Hi all, I’m getting used to ML and Julia and am wondering how to properly make use of MLJ’s api. Specifically, I’m not sure what exactly it wants as arguments to MLJ.roc_curve. Here is some code I use to train and evaluate a model:
using DataFrames, CSV, MLJ, DecisionTree, MLDataUtils, Pipe
df = DataFrame(CSV.File("./data.csv"))
df = @pipe (DataFrames.transform(df, [:DGN, :PRE6] .=> x -> parse.(UInt32, SubString.(x, Ref(4))), renamecols=false) |>
DataFrames.transform(_, :PRE14 => x -> parse.(UInt32, SubString.(x, Ref(3:4))), renamecols=false))
using MLDataUtils
y, X = unpack(df[!, Not("id")], ==(:Risk1Yr); rng=123);
(X_train, y_train), (X_val, y_val), (X_test, y_test) = stratifiedobs((X, y), p=(0.7, 0.2));
rf = RandomForestClassifier()
DecisionTree.fit!(rf, Matrix(X_train), y_train)
preds = DecisionTree.predict_proba(rf, Matrix(X_val))
MLJ.roc_curve(preds[:,2], y_val)
I get the following error:
MethodError: no method matching pdf(::Float64, ::Bool)
Closest candidates are:
pdf(!Matched::Distributions.Logistic, ::Real) at ~/.julia/packages/Distributions/Vkexj/src/univariate/continuous/logistic.jl:81
pdf(!Matched::KernelDensity.BivariateKDE, ::Any, !Matched::Any) at ~/.julia/packages/KernelDensity/bNBAQ/src/interp.jl:32
pdf(!Matched::Distributions.Truncated, ::Real) at ~/.julia/packages/Distributions/Vkexj/src/truncate.jl:133
...
Stacktrace:
[1] _broadcast_getindex_evalf
@ ./broadcast.jl:670 [inlined]
[2] _broadcast_getindex
@ ./broadcast.jl:643 [inlined]
[3] getindex
@ ./broadcast.jl:597 [inlined]
[4] copy
@ ./broadcast.jl:899 [inlined]
[5] materialize
@ ./broadcast.jl:860 [inlined]
[6] roc_curve(ŷm::Vector{Float64}, ym::SubArray{Bool, 1, Vector{Bool}, Tuple{Vector{Int64}}, false})
@ MLJBase ~/.julia/packages/MLJBase/U4Dis/src/measures/roc.jl:48
[7] top-level scope
@ ~/code/julia/mltest/test_mlj.ipynb:17
Any advice?

* STATED TASK A: Find every line of the entries that contains the string "turban", matching case exactly, and copy each of those lines.
The post above has nothing to do with the entries that follow it.

* GIVEN RECORDS:
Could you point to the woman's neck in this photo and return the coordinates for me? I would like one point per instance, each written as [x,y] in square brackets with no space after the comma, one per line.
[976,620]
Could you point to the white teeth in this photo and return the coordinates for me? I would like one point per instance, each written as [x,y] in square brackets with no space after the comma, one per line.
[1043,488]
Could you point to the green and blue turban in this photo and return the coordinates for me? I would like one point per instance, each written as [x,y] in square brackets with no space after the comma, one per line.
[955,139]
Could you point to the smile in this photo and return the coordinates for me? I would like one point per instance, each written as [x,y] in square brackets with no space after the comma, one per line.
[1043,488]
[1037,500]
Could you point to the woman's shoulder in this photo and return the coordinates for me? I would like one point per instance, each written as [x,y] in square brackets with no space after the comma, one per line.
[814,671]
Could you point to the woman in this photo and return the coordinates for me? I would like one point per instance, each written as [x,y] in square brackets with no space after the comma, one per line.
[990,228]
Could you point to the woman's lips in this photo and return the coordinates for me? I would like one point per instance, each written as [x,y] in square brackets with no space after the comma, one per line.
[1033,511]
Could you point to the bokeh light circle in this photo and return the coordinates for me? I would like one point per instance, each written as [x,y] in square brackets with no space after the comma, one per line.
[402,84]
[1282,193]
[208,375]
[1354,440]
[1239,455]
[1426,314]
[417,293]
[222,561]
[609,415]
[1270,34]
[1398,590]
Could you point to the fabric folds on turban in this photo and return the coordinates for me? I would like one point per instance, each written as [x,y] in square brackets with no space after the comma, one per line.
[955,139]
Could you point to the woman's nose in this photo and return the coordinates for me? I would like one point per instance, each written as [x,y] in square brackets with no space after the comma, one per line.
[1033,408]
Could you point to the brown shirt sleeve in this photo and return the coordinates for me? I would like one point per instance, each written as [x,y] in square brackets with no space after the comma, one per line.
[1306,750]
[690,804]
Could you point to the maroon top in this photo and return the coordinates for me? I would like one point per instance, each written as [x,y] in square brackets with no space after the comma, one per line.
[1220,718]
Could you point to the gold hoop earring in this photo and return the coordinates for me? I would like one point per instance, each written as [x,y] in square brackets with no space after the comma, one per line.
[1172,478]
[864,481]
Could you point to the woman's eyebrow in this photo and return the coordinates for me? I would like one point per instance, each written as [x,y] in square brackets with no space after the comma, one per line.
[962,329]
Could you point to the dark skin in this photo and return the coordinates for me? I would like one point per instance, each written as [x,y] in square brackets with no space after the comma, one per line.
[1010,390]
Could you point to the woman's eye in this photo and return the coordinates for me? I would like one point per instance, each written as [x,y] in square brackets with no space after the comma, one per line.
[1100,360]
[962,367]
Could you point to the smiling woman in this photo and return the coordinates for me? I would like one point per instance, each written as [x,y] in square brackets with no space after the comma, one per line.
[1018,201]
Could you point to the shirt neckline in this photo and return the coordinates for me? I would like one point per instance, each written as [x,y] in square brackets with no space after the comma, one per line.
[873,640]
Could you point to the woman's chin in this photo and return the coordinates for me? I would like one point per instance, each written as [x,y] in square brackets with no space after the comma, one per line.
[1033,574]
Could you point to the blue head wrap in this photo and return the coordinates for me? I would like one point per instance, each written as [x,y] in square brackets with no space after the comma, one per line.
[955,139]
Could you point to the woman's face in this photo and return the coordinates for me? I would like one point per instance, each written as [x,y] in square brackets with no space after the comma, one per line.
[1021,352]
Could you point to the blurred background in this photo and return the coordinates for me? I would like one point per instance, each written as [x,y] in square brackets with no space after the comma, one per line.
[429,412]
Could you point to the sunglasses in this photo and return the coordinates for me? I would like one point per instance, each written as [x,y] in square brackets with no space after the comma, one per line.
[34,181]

* STATED TASK B: In the forum post about MLJ, what error message comes back when MLJ.roc_curve is called?

* CORRECT OUTPUT A:
Could you point to the green and blue turban in this photo and return the coordinates for me? I would like one point per instance, each written as [x,y] in square brackets with no space after the comma, one per line.
Could you point to the fabric folds on turban in this photo and return the coordinates for me? I would like one point per instance, each written as [x,y] in square brackets with no space after the comma, one per line.

* CORRECT OUTPUT B: MethodError: no method matching pdf(::Float64, ::Bool)